**TASK INPUT**
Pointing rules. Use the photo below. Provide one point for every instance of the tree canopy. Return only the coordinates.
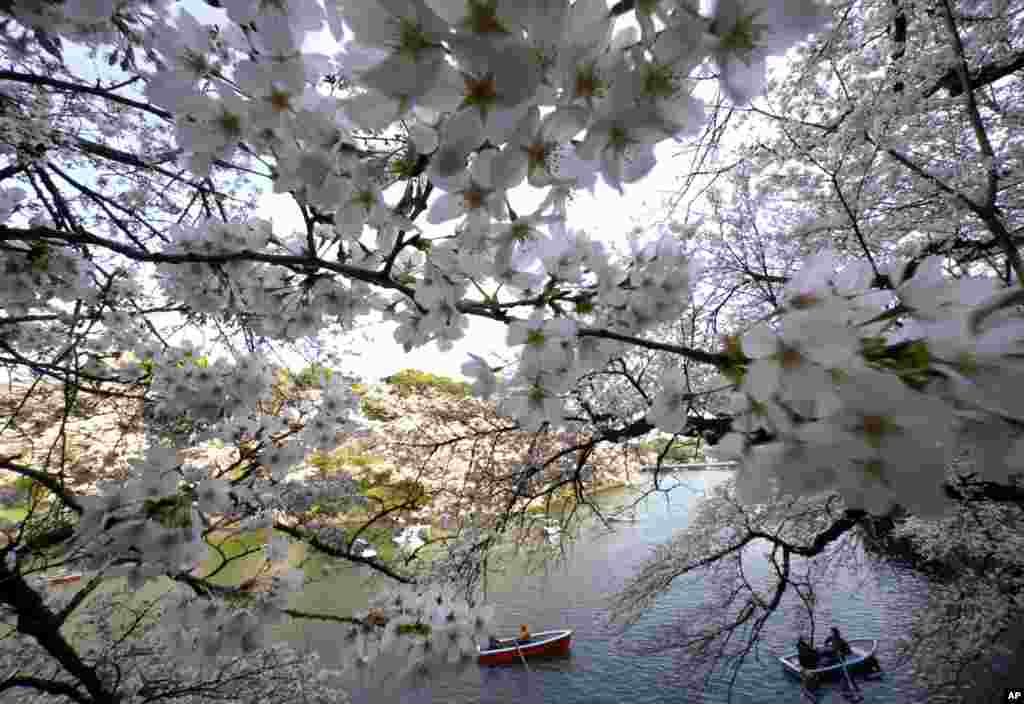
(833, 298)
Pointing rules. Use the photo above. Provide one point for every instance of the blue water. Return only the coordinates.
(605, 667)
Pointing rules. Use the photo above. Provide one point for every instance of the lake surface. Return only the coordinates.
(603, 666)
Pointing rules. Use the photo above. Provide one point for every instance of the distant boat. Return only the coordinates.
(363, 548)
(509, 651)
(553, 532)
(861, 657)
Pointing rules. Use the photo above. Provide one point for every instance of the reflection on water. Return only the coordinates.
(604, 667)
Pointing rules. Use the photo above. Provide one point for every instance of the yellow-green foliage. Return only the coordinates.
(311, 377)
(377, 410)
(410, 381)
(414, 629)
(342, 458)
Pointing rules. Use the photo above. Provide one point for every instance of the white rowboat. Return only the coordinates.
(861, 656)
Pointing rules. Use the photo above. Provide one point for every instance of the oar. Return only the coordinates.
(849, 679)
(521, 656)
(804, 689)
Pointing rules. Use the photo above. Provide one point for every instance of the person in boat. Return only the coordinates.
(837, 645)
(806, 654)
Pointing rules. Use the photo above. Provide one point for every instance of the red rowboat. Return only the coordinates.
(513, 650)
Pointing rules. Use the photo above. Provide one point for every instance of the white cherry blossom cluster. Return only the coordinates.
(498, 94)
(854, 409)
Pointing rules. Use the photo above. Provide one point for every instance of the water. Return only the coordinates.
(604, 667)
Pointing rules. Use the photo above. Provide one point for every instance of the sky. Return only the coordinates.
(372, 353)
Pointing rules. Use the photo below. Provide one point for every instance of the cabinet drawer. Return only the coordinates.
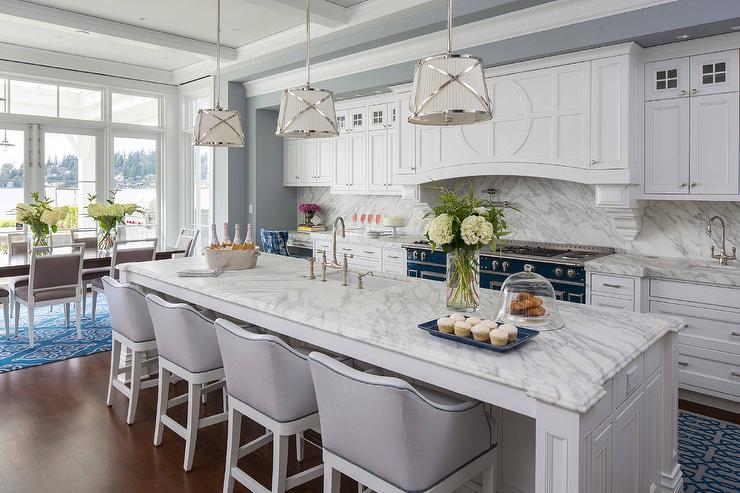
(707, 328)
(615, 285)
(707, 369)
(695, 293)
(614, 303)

**WHAT TO PRODUCE**
Write out, exactly, each line from the one containing "cluster. Return only the coordinates." down to the final line of the data above. Both of those lines count, and the pictures are left out.

**EXERCISE OUTPUT**
Pointing rules. Use the photo above. Provide one point for every instance of the white cherry blossom cluster. Return only the coordinates.
(498, 94)
(854, 409)
Pointing rules. Use the photo above. Provide one point for every instance of the water. Return only the coordinates.
(604, 667)
Pointing rules. Use the photo above. Provide one point for every instance of the sky. Return only the coordinates.
(372, 353)
Pointing rules. Use the photo below. Provide one point for every instance of the cabinet drawer. Return only the coordinates.
(707, 328)
(615, 285)
(707, 369)
(695, 293)
(614, 303)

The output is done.